* [TEXTO PARA REVISAR]:
>>>>>

La obra, por tanto, es una reflexión implícita sobre el lenguaje como vehículo de lo esencial; una afirmación de que la verdad puede revelarse en una chispa, en un solo golpe de intuición. Metafóricamente, el texto es un cristal roto que refleja múltiples luces. La microficción se convierte en un relámpago narrativo, una centella que atraviesa al lector y lo deja atónito. Como un espejo, devuelve no una historia, sino un destello de ella.

Esta narrativa breve puede ser vista como un eco moderno de los mitos antiguos: fragmentos de una memoria colectiva que ya no necesita desarrollarse en grandes cantos épicos, sino que resuena en susurros, en breves formas que retienen intacta su fuerza mítica. El autor, entonces, es un orfebre del instante, alguien que talla el tiempo y el significado con precisión quirúrgica.

Espiritualmente, la obra representa una vía de iluminación a través de la síntesis. Así como en el budismo zen un koan encierra una verdad más allá de la lógica discursiva, el microrrelato se transforma en un instrumento de despertar: una suerte de mantra narrativo que denota en el lector lo invisible, lo no dicho. El "furor de la escritura" no es solo una fiebre creativa, sino una especie de rezo secular, una búsqueda de trascendencia en el acto de escribir y leer lo mínimo con máxima intensidad.

Paulino no escribe por necesidad mundana, sino como quien invoca algo sagrado en lo cotidiano.

<<<<<

* [EXTRACTO DE DATOS]:
>>>>>

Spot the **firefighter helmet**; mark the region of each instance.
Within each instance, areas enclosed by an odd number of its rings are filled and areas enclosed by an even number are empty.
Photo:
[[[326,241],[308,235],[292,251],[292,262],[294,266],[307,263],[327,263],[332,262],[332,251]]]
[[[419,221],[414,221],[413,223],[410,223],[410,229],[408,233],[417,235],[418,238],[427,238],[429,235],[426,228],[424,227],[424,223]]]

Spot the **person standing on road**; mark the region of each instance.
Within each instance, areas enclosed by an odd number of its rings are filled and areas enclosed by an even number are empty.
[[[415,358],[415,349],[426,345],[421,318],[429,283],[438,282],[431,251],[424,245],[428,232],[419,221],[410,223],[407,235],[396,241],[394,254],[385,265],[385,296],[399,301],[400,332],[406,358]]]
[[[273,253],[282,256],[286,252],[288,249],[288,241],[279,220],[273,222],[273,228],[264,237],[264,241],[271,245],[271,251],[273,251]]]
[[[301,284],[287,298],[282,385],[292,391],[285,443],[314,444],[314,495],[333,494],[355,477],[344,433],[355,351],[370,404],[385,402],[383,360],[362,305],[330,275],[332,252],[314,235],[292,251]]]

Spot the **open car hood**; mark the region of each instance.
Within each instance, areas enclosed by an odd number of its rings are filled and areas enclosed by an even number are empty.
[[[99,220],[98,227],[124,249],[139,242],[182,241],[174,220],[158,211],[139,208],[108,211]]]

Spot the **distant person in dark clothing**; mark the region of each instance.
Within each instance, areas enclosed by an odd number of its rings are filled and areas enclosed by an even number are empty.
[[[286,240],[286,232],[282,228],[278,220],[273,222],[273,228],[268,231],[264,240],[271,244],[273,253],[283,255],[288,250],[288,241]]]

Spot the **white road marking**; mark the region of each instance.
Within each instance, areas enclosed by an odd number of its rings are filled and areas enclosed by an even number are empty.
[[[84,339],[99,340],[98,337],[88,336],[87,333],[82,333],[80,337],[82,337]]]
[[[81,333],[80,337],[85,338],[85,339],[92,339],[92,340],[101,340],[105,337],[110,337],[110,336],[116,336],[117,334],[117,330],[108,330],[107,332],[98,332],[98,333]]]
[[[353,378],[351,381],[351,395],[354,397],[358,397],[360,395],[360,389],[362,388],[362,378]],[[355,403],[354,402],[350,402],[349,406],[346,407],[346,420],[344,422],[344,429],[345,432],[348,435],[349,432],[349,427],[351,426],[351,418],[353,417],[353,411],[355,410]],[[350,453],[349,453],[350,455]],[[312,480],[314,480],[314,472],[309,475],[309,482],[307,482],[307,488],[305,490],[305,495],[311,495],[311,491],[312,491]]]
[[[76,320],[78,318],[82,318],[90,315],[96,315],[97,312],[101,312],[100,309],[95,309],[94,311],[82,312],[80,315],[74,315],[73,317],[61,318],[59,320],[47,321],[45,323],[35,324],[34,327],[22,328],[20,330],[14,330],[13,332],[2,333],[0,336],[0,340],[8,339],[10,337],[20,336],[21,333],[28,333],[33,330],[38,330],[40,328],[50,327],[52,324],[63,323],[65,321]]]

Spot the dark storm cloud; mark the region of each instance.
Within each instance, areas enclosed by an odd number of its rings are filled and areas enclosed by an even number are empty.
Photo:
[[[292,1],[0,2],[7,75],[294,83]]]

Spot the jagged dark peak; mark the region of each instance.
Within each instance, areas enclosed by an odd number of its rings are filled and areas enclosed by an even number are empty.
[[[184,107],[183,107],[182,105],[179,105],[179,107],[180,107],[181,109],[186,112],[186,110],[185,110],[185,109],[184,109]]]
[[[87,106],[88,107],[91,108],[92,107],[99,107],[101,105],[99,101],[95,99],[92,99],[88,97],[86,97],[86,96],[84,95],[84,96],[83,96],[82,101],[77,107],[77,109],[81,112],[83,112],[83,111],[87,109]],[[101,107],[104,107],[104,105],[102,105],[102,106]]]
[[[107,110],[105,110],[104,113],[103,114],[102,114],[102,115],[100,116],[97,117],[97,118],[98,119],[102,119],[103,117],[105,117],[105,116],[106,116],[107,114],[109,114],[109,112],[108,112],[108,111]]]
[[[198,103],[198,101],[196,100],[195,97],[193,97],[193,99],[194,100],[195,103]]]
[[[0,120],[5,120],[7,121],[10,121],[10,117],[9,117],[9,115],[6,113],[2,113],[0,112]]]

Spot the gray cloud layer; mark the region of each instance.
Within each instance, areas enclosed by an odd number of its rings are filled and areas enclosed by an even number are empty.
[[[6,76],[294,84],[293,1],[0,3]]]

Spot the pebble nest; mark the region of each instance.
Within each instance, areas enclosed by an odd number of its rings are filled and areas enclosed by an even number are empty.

<<<<<

Responda estas preguntas sobre el texto acerca de la microficción:
(a) ¿Qué imagen metafórica se emplea para el texto en el primer párrafo?
(b) ¿Cómo se describe al autor en el párrafo que comienza "Esta narrativa breve"?
(c) Además de una fiebre creativa, ¿qué es el "furor de la escritura"?

* [EJERCICIO RESUELTO]:
(a) Un cristal roto que refleja múltiples luces.
(b) Como un orfebre del instante, alguien que talla el tiempo y el significado con precisión quirúrgica.
(c) Una especie de rezo secular, una búsqueda de trascendencia en el acto de escribir y leer lo mínimo con máxima intensidad.